Given problem:
Transcribe everything below from the line containing "Query: metal candle cap" down to the line containing "Give the mask of the metal", both included, reproducing each line without any change.

-- begin Recorded information --

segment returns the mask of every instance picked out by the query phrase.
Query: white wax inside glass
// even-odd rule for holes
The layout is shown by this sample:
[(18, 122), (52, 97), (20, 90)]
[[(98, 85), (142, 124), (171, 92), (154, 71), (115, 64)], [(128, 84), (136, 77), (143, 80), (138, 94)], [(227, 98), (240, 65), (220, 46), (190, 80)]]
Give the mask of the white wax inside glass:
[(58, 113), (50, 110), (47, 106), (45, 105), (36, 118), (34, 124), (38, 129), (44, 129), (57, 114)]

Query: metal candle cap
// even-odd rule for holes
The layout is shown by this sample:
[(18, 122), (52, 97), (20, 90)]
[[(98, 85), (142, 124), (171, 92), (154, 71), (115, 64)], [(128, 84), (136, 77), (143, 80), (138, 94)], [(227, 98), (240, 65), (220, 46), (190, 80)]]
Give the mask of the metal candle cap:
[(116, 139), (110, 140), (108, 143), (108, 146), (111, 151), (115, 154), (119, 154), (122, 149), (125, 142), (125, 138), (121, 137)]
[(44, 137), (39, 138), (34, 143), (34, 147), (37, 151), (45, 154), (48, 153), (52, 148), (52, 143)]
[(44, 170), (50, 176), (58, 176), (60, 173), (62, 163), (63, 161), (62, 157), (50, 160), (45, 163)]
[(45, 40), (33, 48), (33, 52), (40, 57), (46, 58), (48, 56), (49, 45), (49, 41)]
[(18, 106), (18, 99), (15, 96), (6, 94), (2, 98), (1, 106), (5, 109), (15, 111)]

-- end Recorded information --

Result of this task:
Query: metal candle cap
// even-odd rule for holes
The layout is shown by this sample:
[(18, 122), (52, 97), (20, 90)]
[[(98, 85), (142, 124), (171, 92), (154, 71), (115, 64)], [(128, 84), (136, 77), (143, 80), (138, 94)], [(227, 98), (240, 65), (220, 46), (190, 80)]]
Give the mask of the metal candle cap:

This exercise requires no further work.